» **YOUR TASK**
Search the records below for the word "coat" and show every line where it occurs.

» **DATA UNDER STUDY**
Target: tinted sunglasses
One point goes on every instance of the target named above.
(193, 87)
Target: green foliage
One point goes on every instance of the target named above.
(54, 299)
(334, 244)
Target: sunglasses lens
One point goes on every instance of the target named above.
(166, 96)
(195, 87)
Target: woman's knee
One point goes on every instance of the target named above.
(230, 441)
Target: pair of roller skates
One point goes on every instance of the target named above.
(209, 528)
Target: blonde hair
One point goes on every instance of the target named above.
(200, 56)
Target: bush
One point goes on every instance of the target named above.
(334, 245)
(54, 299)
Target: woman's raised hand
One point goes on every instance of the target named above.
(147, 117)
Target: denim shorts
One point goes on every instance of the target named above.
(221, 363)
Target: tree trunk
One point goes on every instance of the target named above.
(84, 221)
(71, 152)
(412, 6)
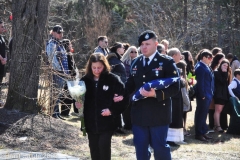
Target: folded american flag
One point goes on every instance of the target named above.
(156, 84)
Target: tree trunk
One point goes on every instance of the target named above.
(29, 25)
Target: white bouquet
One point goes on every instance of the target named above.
(77, 90)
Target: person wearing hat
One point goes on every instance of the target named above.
(57, 57)
(151, 116)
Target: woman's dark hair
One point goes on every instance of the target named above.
(224, 61)
(216, 59)
(96, 57)
(66, 43)
(126, 46)
(203, 53)
(115, 47)
(216, 50)
(190, 64)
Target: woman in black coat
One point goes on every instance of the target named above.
(221, 96)
(101, 104)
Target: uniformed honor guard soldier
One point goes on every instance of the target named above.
(151, 116)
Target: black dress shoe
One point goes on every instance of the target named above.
(207, 137)
(201, 138)
(172, 144)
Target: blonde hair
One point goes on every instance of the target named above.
(126, 57)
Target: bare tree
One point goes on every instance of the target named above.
(29, 23)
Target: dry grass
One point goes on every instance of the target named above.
(224, 146)
(64, 136)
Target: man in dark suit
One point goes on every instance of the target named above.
(102, 45)
(3, 56)
(204, 94)
(151, 116)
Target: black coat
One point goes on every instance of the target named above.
(117, 66)
(97, 99)
(221, 85)
(152, 111)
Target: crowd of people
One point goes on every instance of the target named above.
(114, 74)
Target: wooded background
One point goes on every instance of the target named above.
(187, 24)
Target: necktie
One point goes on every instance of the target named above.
(146, 62)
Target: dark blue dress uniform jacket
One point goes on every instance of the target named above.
(152, 111)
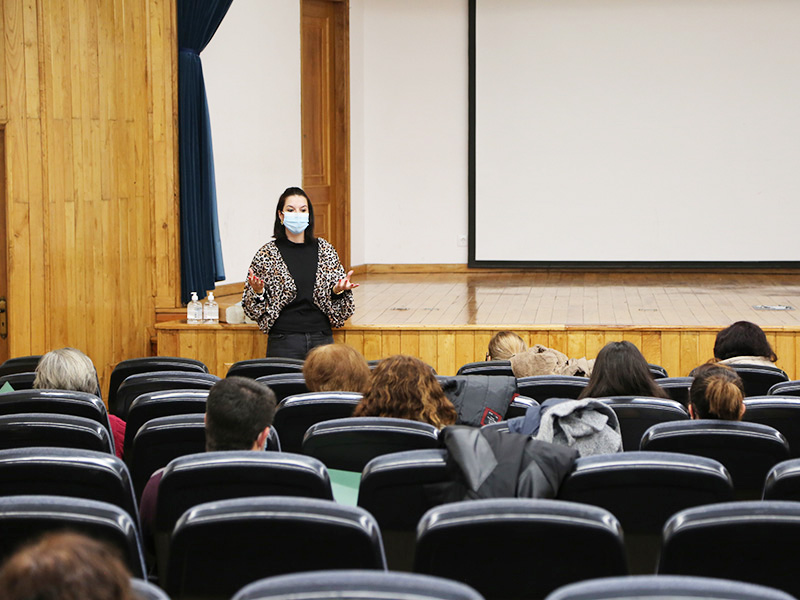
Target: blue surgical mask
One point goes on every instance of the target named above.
(295, 222)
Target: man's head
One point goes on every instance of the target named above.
(239, 412)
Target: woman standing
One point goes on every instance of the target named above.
(296, 288)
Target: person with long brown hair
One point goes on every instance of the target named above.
(336, 368)
(404, 387)
(717, 392)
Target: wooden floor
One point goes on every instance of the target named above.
(447, 319)
(576, 299)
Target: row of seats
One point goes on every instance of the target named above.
(218, 547)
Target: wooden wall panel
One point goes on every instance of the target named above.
(88, 97)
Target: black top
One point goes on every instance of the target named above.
(301, 315)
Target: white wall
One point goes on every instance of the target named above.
(252, 74)
(409, 78)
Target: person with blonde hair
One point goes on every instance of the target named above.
(71, 369)
(717, 392)
(404, 387)
(65, 566)
(336, 368)
(504, 345)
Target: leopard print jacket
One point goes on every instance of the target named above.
(280, 289)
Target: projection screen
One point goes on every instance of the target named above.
(634, 132)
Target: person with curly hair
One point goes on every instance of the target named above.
(404, 387)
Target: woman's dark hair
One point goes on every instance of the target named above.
(279, 231)
(743, 338)
(717, 392)
(621, 370)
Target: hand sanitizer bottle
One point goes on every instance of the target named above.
(210, 310)
(194, 311)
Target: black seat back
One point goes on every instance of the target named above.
(161, 404)
(747, 541)
(487, 367)
(748, 450)
(285, 384)
(296, 414)
(543, 387)
(67, 472)
(148, 364)
(349, 444)
(637, 414)
(259, 367)
(758, 379)
(63, 402)
(558, 542)
(263, 536)
(157, 381)
(24, 430)
(25, 518)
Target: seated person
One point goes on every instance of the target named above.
(404, 387)
(504, 345)
(239, 414)
(71, 369)
(717, 392)
(65, 566)
(744, 343)
(621, 370)
(336, 368)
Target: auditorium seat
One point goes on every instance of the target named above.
(67, 472)
(62, 402)
(211, 476)
(157, 381)
(24, 430)
(259, 367)
(25, 518)
(661, 587)
(295, 414)
(519, 406)
(19, 381)
(780, 412)
(542, 387)
(752, 541)
(20, 364)
(517, 547)
(161, 404)
(643, 490)
(783, 481)
(285, 384)
(258, 537)
(336, 585)
(677, 388)
(349, 444)
(397, 489)
(487, 367)
(144, 590)
(148, 364)
(786, 388)
(636, 414)
(758, 379)
(748, 450)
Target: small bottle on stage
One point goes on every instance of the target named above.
(211, 310)
(194, 311)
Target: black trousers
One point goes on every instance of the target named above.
(296, 345)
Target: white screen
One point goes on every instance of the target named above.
(636, 130)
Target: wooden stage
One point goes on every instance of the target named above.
(447, 318)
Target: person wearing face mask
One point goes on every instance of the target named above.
(296, 288)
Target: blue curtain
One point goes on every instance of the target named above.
(201, 249)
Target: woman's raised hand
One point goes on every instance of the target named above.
(344, 284)
(256, 282)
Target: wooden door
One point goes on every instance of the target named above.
(3, 252)
(326, 118)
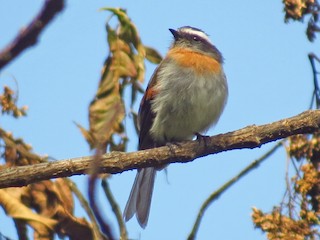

» **WRITTEN ANSWER**
Target: woman in black coat
Target: black coat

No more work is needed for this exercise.